[EXERCISE INPUTS]:
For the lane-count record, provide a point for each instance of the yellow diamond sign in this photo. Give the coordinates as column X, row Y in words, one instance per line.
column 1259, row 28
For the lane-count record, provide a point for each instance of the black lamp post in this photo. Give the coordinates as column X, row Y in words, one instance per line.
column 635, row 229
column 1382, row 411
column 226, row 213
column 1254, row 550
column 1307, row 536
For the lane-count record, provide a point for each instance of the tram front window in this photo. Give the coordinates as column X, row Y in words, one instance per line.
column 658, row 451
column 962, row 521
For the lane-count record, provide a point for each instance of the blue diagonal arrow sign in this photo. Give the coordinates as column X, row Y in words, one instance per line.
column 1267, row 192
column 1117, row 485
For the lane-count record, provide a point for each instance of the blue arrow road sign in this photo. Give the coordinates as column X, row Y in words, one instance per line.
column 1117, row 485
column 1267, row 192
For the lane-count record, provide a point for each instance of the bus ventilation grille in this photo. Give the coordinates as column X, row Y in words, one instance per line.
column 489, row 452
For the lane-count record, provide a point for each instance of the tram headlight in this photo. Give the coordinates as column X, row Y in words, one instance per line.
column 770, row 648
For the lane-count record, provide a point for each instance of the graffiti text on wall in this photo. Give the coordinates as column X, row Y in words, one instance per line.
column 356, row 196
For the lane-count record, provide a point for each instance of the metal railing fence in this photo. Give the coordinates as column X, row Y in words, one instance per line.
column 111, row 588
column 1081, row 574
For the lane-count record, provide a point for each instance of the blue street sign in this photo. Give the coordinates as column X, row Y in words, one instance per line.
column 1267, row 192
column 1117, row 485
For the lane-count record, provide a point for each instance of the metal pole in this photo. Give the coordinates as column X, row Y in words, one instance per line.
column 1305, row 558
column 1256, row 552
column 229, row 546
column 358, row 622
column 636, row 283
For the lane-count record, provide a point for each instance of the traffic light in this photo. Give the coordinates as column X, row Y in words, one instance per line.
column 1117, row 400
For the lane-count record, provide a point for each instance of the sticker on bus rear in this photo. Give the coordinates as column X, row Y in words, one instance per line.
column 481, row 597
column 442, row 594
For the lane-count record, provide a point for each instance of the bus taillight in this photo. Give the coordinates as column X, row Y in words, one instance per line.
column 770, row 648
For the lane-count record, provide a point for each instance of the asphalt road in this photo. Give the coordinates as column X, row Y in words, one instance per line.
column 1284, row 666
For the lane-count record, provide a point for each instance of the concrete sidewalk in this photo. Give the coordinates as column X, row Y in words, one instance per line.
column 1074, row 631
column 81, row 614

---

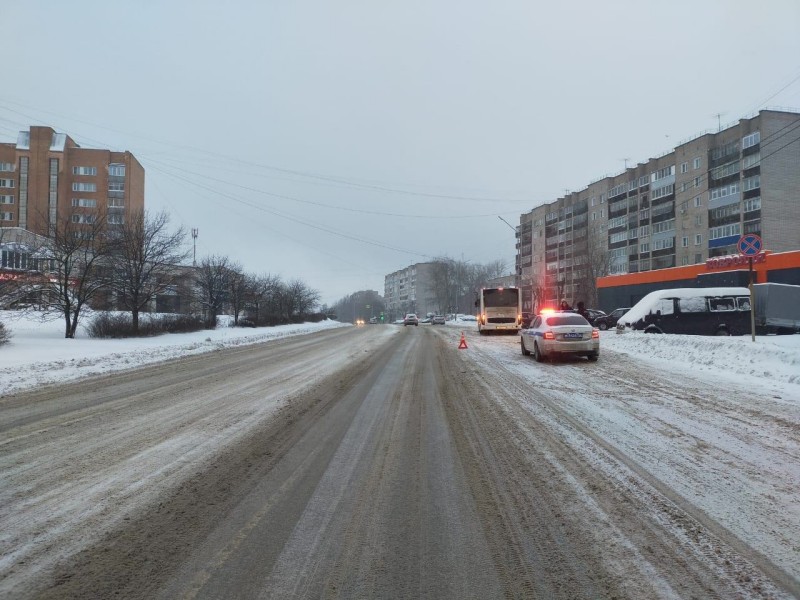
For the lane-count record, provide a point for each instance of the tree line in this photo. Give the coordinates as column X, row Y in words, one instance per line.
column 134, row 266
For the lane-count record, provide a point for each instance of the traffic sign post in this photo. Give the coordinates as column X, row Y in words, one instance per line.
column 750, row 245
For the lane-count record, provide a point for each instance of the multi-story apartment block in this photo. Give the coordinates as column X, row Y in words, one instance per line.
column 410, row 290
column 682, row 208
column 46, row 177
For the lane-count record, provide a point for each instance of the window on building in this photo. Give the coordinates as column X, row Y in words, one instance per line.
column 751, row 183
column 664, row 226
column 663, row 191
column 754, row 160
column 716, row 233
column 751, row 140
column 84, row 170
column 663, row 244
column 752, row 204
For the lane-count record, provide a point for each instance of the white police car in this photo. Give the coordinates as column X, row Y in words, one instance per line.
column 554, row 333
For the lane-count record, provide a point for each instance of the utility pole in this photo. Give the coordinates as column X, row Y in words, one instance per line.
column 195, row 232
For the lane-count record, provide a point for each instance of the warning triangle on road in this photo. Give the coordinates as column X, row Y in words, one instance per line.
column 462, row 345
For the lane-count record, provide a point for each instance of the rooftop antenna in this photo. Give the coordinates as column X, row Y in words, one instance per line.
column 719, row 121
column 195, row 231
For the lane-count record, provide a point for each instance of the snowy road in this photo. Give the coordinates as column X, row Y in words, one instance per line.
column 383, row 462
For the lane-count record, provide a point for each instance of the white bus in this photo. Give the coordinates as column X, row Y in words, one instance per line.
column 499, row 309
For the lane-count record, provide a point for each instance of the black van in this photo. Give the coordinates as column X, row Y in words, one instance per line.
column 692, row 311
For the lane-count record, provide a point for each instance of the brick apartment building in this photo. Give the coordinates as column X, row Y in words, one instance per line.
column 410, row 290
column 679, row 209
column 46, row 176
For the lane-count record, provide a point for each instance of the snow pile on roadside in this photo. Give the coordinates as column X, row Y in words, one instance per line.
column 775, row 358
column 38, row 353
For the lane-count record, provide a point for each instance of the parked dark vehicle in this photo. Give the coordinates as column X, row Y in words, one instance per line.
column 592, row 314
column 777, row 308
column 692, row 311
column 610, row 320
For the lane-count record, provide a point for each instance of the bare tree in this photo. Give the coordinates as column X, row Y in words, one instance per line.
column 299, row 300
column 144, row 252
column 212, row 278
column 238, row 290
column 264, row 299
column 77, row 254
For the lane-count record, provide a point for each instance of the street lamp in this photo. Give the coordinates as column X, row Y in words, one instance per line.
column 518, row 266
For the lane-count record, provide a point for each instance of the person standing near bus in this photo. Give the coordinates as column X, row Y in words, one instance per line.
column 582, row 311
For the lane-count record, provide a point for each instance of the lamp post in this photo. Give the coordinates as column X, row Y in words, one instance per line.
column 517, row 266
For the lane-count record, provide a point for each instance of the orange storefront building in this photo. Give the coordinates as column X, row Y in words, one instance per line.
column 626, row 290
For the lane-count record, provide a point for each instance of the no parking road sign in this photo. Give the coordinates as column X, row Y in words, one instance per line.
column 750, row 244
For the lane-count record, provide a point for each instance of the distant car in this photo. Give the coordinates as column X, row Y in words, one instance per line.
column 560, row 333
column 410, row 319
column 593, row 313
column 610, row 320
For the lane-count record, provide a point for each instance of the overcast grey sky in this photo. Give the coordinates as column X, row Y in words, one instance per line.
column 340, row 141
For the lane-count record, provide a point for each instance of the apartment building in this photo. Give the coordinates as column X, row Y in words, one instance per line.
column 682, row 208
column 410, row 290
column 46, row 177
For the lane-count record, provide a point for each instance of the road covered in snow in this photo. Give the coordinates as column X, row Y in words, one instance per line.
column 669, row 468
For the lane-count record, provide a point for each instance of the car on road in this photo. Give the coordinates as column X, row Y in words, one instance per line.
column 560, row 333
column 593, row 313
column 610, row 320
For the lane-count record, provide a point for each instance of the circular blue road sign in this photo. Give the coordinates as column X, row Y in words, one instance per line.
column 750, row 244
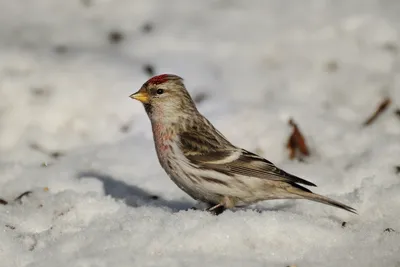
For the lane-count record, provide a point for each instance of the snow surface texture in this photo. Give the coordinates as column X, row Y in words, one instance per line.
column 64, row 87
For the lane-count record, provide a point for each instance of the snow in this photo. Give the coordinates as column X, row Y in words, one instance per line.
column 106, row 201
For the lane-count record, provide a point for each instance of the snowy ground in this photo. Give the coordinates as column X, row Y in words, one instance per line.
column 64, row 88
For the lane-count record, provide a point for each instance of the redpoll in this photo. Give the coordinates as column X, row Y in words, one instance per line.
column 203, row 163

[THE PROBLEM]: Copy out the rows from the line containing "the white police" down to the line containing "column 38, row 353", swapping "snowy road" for "icy road" and changing nothing else.

[FULL SOLUTION]:
For the lane-count record, provide a point for each instance of the white police car in this photo. Give the coordinates as column X, row Y in words, one instance per line.
column 554, row 333
For the lane-count record, provide a point for each instance of the utility pole in this photo. Give the coordinates as column X, row Y in words, one instance per line.
column 195, row 232
For the lane-count record, provide a point for each instance of the warning triangle on road in this photo. Give the coordinates as column X, row Y in words, one instance per line.
column 462, row 345
For the lane-count record, provide a point for each instance of the rooftop antenna in this photo. Give the coordinates as column X, row Y in words, one instance per line.
column 719, row 121
column 195, row 231
For the lane-count record, provide a point for each instance of the icy road in this photo. Give the coordinates as column X, row Y in words, one instance per line.
column 383, row 462
For the lane-count record, provide a point for each instance of the white bus in this photo. Give the coordinates as column X, row Y in words, one instance per line.
column 499, row 309
For the lane-count record, provide a point for each instance of the black van in this photo. Give the coordinates as column X, row Y in words, one instance per line.
column 692, row 311
For the lane-count record, provide a point for each instance of the brick apartment building in this photo. Give the coordinates as column X, row Y in words, one instance per line.
column 410, row 290
column 679, row 209
column 46, row 176
For the lane-count record, provide a point for each instance of the snow pile on roadside in this photo. Give the coordinates as column X, row Y in words, one instance per line.
column 775, row 358
column 38, row 353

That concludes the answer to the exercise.